▸ Suas tarefas
**a.** Liste todas as pessoas identificadas por nome próprio no texto sobre o Documento Final.
**b.** Por favor, extraia do texto sobre o Documento Final o trecho que começa em "O Documento Final tem" e termina em "mas dando diretrizes.".
**c.** Dê continuidade ao texto sobre o Documento Final a partir de onde ele para.

▸ Documento
┄┄┄┄┄┄┄┄┄┄
O Documento Final tem valor de Magistério

Como deverá ser interpretada a escolha do Papa de não publicar uma exortação pós-sinodal para o futuro dos documentos papais? É a primeira pergunta para esclarecer dúvidas sobre o caráter magisterial do Documento Final. O teólogo Battocchio responde que o que o Pontífice declarou está em conformidade com a constituição Episcopalis communio que diz que, se aprovado expressamente pelo Romano Pontífice, o documento participa do seu magistério, não com valor normativo, mas dando diretrizes.

“Há um documento que não está escrito e é a experiência”, acrescentou o cardeal Grech, “uma experiência que, no último ano, foi maravilhosa. O primeiro fruto é o método sinodal que, ao mesmo tempo, é a chave para podermos tratar de outras questões”. Hollerich lembra que, no ano passado, havia grupos majoritários e minoritários reciprocamente suspeitosos na assembleia. Com o crescimento do método, essa atitude mudou: “Algumas opiniões continuam diferentes, isso é inevitável, mas este ano realmente vivemos a sinodalidade. Ninguém ficou triste. Agora precisamos nos tornar embaixadores desse fruto. De fato, não nos reunimos apenas para analisar as estruturas da Igreja ou para travar uma batalha entre facções”.
┄┄┄┄┄┄┄┄┄┄
▸ Informações fornecidas
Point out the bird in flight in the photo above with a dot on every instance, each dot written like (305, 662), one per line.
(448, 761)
┄┄┄┄┄┄┄┄┄┄
▸ Resultados do exercício
**a.** Battocchio, Grech, Hollerich

**b.**
O Documento Final tem valor de Magistério

Como deverá ser interpretada a escolha do Papa de não publicar uma exortação pós-sinodal para o futuro dos documentos papais? É a primeira pergunta para esclarecer dúvidas sobre o caráter magisterial do Documento Final. O teólogo Battocchio responde que o que o Pontífice declarou está em conformidade com a constituição Episcopalis communio que diz que, se aprovado expressamente pelo Romano Pontífice, o documento participa do seu magistério, não com valor normativo, mas dando diretrizes.

**c.**
A Igreja não é uma multinacional

No Documento Final, foi apontado que há uma tendência de não mais falar de uma Igreja universal, entendendo-a como uma multinacional com várias filiais, ou como um centro comercial com várias ramificações periféricas. É necessária uma nova linguagem: há, de fato, uma comunhão de Igrejas, testemunhando que é possível estar unidos na doutrina, como membros de um único corpo em Cristo. Portanto, as igrejas locais não são “níveis”, mas simplesmente “diferentes maneiras de viver as relações”. Tanto é assim que, ressalta Battocchio, quando o Papa diz que o Documento “não é normativo”, não significa que não compromete as Igrejas, mas indica uma direção a ser tomada por todos juntos na pluralidade que caracteriza a Igreja de Cristo desde o início. “Não se trata, portanto, de leis vindas de uma instância central para serem adaptadas nas periferias, mas de responder a um chamado à conversão (não apenas moral), ou seja, um chamado a viver as relações eclesiais de modo diferente”.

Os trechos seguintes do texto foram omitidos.